> [PROBLEM DETAILS]: What is needed is the run of lines from the one with "the form [185,629]." through the close of the data, set down exactly.

(Records from a data source)
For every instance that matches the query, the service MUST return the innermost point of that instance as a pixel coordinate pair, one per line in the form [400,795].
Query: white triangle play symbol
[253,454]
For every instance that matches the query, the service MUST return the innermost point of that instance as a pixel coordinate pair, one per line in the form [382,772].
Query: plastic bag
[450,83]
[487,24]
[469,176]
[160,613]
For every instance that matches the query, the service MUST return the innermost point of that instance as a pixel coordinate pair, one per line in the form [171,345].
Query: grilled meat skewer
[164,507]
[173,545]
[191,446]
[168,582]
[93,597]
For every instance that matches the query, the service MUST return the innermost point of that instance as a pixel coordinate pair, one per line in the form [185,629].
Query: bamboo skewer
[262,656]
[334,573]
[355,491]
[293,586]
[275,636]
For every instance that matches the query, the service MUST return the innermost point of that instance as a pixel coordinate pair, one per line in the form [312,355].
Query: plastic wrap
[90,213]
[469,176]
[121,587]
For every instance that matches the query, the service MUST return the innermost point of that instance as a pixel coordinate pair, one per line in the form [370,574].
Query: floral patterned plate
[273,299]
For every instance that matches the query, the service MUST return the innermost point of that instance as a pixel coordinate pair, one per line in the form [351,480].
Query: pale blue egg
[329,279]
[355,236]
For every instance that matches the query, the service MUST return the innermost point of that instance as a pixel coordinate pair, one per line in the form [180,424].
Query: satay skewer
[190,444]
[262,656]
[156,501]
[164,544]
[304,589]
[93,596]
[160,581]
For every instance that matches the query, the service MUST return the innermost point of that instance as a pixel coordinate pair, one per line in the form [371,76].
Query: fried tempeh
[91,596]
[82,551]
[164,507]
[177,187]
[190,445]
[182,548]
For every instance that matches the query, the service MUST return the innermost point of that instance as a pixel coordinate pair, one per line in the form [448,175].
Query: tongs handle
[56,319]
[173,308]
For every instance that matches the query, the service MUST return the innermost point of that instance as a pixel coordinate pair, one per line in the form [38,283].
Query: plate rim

> [TASK OUTPUT]:
For every instance that matches the query, the service MUST return the innermost point of that instance as a pixel coordinate pair, one per line in the form [185,629].
Query: bamboo skewer
[262,656]
[334,573]
[355,491]
[293,586]
[275,636]
For every instance that matches the query, the service MUST return the innermost point of that instance as a pixel coordinate pair, one per line in the form [312,355].
Query: plastic wrap
[90,213]
[469,176]
[121,587]
For every instance that matches the query, the service MUST return the innermost point of that instance as a pixel coordinate pair, one per line in the form [370,574].
Query: floral patterned plate
[273,299]
For every instance that matches the query, the service MUST return the innermost point of that instance as a pixel coordinate pair, one per line in the form [351,480].
Query: pale blue egg
[329,279]
[355,236]
For every instance that matches the query, the service MUST return the innermost point of that instance as a pixel coordinate pair, one per line in the form [180,424].
Query: satay skewer
[190,444]
[262,656]
[156,501]
[164,544]
[304,589]
[93,596]
[160,581]
For every instance that matches the query, the service MUST return the innermost point of that instance as a pixel coordinate pair, one per line in the form [371,76].
Query: fried tempeh
[91,596]
[82,551]
[164,507]
[177,187]
[190,445]
[182,548]
For every instance that matches the query, the service MUST return the innermost point of that instance as a pixel coordinate pair, one per line in the form [448,175].
Query: tongs handle
[56,319]
[173,308]
For every instance that matches the query, the service MUST return the innermost point of that instance as a pixel coordinate pair, one per line in the form [38,283].
Query: plate rim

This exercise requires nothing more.